24 Kasım Öğretmenler Günü… başlıklı yazıma bir öğretmen arkadaşım şöyle yorum yapmıştı bir edebiyat platformunda…  Yazımda öğretmenlik mesleğinin önemini didaktik bir üslupla anlatmaya çalıştım. Ayrıca günümüzdeki öğretmenlerimizin arap saçına dönüşen çözüme ulaşmamış sorunlarına değinmek istedim birer ikişer cümlelik dokunmalarla.

 

          

         'Köy Enstitülerinin kapısına kilit asıldı. Öğretmen Okulları, Eğitim Enstitüleri de nasibini aldı okul kapatma furyasından. Öğretmenlere ilgi azaldı.''


“Çürümenin başladığı nokta burasıydı hocam. Tespitiniz de haklısınız. Üniversite sayısının artırılması da öğretmen kontenjanlarının artırılması da bir anlam ifade etmedi. Çünkü üniversiteler maalesef pedagojik anlamda teorik olmaktan öteye geçmiyor. Öğretmenliği yıllar içinde öğreniyoruz.

• [Görev yönergeleri]
(A) Aşağıdaki ifadeler Öğretmenler Günü yazısıyla uyuşuyor mu? Her biri için evet ya da hayır deyin ve kararı belirleyen sözleri yazıdan aynen alıntılayın.
(i) Yazar, öğretmenlik mesleğinin önemini didaktik bir üslupla anlatmaya çalıştığını belirtiyor.
(ii) Yorumda, üniversite sayısının artırılmasının öğretmenlik için anlamlı bir adım olduğu söyleniyor.
(iii) Yorumda, öğretmenliğin yıllar içinde öğrenildiği dile getiriliyor.
(B) Öğretmenler Günü yazısını son cümlesinden sonra kaldığı yerden sürdürün.
Görevleri yapmak için verilere ihtiyaç yoktur.

• [Mevcut veriler]

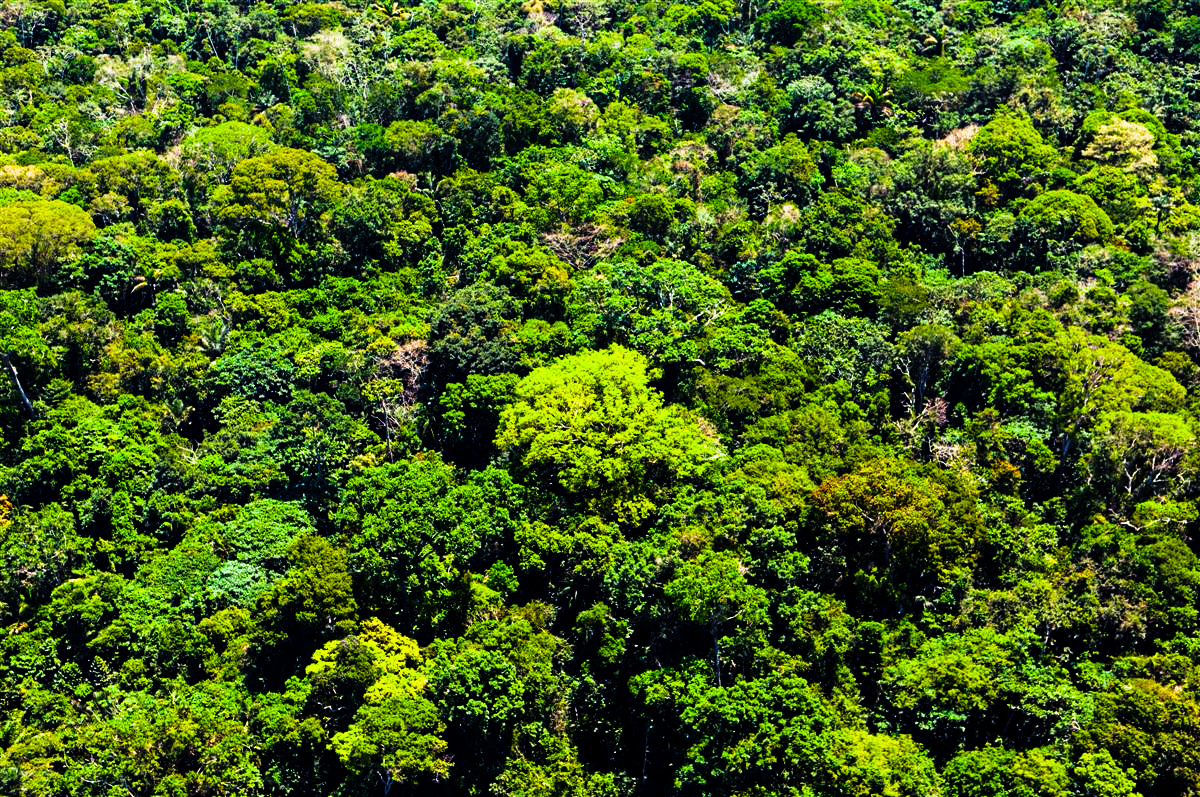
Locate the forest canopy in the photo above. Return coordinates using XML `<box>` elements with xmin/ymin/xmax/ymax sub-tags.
<box><xmin>0</xmin><ymin>0</ymin><xmax>1200</xmax><ymax>797</ymax></box>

• [Yanıtlar]
(A)
(i) Evet: "Yazımda öğretmenlik mesleğinin önemini didaktik bir üslupla anlatmaya çalıştım."
(ii) Hayır: "Üniversite sayısının artırılması da öğretmen kontenjanlarının artırılması da bir anlam ifade etmedi."
(iii) Evet: "Öğretmenliği yıllar içinde öğreniyoruz."

(B)
Sizler daha şanslısınız, öğretmenlik olgusunun içi çürümeden yollar kat ettiniz bizse hem topluma hem okul idaresine hem de okulda çalışan hizmetlisine kadar rüştümüzü ispat etmek mecburiyetinde kaldık. Okula bizden önce gelmiş bir teknisyen bile bizden fazla nüfuz sahibiydi.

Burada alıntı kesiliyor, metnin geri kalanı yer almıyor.